>> Begin Records supplied
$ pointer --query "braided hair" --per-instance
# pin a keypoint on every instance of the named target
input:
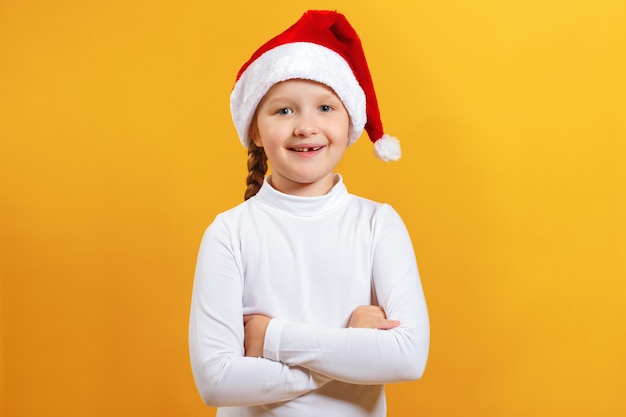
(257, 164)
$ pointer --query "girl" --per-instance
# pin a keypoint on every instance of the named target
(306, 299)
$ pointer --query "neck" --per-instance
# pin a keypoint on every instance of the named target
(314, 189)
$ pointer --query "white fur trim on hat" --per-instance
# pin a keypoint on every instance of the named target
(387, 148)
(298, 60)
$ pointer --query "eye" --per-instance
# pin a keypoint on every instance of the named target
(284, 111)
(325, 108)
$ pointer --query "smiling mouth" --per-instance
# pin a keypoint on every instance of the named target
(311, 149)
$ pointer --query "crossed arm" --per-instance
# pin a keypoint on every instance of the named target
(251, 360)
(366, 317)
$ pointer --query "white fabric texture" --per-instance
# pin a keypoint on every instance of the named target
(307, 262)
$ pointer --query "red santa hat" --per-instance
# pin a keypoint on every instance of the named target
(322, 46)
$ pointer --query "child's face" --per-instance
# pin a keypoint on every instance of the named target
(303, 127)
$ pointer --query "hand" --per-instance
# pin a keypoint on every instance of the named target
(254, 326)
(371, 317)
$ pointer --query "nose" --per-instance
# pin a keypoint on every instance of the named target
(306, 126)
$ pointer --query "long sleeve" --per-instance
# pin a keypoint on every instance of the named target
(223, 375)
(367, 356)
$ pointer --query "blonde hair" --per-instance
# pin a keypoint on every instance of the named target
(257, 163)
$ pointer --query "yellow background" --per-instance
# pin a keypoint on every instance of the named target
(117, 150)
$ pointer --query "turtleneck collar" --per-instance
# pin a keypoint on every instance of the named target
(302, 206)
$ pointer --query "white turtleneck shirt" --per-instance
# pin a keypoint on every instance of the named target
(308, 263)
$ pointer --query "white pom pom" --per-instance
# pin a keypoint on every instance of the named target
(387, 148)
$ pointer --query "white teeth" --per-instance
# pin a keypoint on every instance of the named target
>> End Records supplied
> _Given task_
Exclude the images, then output the data above word for word.

> _Result for this exercise_
$ pointer --query "braided hair" --per-instance
# pin a keypoint on every instance of the named target
input:
(257, 164)
$ pointer --query "girl" --per-instance
# pin a keypoint on every instance of the named target
(306, 299)
$ pointer --query "neck" --per-instance
# pin a keypoint on every instance of the named target
(314, 189)
$ pointer --query "white fur trim on hat" --per-instance
# pin a keypoint on every instance of the named target
(387, 148)
(298, 60)
$ pointer --query "eye" --per-instance
# pin a keypoint on every instance of the named target
(284, 111)
(325, 108)
$ pointer --query "smiling mouth" --per-instance
# pin a keypoint on every instance of the named target
(311, 149)
$ pointer --query "crossed arm" --per-instance
# pin a keypoint on every instance of the named target
(251, 360)
(366, 317)
$ pointer --query "white fabric texture" --per-instance
# pin a keypoint on every instance of the named target
(307, 262)
$ pointer --query "red santa hat" --per-instance
# pin a keypoint on every instance of the named target
(322, 46)
$ pointer --query "child's face" --per-instance
# pin a keypoint on every instance of the named target
(303, 127)
$ pointer --query "hand" --per-instance
# pin a keypoint on every instance of the named target
(254, 326)
(371, 317)
$ pointer --query "nose" --per-instance
# pin a keypoint on every instance of the named target
(306, 126)
$ pointer --query "long sleeve" --per-instance
# pin a keypoint on every instance of the named target
(223, 375)
(367, 356)
$ pointer --query "blonde hair" --per-instance
# pin a keypoint on every instance of the named target
(257, 163)
$ pointer --query "yellow background" --per-instance
# pin a keypoint on every instance of the named target
(117, 150)
$ pointer --query "turtleneck collar" --per-instance
# pin a keypoint on every instance of the named target
(302, 206)
$ pointer --query "white turtleneck shirt" --per-instance
# pin a keypoint on every instance of the named target
(308, 263)
$ pointer --query "white pom pom" --per-instance
# pin a keypoint on every instance of the named target
(387, 148)
$ pointer --query "white teeth" --per-instance
# pin a keypoint on every instance of the named target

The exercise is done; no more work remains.